* Exercise *
Only the lines with "negative" in the entries below belong in the answer; please copy them.

Stored items
((

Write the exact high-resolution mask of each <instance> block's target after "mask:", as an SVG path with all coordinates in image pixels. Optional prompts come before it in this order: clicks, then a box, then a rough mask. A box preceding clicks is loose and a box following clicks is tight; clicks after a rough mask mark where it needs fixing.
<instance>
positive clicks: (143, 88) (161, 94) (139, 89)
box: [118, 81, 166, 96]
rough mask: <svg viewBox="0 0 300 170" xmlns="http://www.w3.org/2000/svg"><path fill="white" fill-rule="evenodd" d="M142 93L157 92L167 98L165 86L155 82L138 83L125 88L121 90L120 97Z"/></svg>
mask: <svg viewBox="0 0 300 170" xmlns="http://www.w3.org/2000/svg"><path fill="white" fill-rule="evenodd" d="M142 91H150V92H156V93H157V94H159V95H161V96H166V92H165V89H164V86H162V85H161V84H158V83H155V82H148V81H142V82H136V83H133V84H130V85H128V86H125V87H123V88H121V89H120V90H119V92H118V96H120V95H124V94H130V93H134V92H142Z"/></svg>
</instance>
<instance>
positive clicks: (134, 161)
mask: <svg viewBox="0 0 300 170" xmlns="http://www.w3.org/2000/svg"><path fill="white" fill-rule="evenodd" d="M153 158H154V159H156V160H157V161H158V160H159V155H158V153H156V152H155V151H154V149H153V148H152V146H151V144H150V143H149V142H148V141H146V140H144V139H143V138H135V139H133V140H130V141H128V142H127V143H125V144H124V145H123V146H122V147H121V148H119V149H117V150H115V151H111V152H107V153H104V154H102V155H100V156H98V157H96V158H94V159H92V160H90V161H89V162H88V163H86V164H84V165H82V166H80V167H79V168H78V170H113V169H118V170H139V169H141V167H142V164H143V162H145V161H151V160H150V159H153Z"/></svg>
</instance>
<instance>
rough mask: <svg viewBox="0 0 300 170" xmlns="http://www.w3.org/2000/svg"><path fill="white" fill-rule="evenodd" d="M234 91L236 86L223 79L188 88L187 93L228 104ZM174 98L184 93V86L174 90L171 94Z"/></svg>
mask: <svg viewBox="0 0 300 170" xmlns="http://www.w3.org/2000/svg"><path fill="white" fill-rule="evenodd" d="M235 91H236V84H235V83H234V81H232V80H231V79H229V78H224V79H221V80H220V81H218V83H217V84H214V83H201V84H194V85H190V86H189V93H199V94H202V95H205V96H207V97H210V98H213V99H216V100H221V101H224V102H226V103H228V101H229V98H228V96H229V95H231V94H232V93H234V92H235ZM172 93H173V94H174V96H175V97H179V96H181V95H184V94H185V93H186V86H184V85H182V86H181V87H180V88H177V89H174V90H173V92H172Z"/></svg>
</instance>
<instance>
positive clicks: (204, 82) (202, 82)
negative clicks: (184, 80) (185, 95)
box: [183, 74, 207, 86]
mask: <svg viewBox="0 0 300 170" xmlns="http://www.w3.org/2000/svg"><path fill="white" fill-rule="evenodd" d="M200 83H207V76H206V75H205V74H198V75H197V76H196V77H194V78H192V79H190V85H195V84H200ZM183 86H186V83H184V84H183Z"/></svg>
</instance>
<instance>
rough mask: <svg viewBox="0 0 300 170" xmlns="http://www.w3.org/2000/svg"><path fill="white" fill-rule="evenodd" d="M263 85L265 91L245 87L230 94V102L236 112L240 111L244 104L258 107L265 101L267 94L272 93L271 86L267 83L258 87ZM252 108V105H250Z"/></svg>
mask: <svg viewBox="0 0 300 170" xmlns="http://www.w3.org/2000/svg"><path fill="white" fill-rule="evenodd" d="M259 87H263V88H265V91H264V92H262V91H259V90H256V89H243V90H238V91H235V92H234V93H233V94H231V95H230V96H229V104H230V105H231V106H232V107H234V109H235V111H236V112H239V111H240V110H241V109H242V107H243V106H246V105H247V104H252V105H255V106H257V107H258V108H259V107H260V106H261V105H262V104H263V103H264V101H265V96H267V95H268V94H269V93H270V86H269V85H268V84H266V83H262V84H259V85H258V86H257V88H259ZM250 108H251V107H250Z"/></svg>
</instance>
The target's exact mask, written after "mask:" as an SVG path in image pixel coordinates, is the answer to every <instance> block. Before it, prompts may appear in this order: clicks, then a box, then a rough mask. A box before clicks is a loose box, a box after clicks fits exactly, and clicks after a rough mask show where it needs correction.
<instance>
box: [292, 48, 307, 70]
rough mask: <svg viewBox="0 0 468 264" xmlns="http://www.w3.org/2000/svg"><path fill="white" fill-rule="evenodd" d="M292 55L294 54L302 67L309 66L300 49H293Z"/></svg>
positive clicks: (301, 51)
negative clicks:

))

* Finished task *
negative clicks: (184, 80) (185, 95)
negative clicks:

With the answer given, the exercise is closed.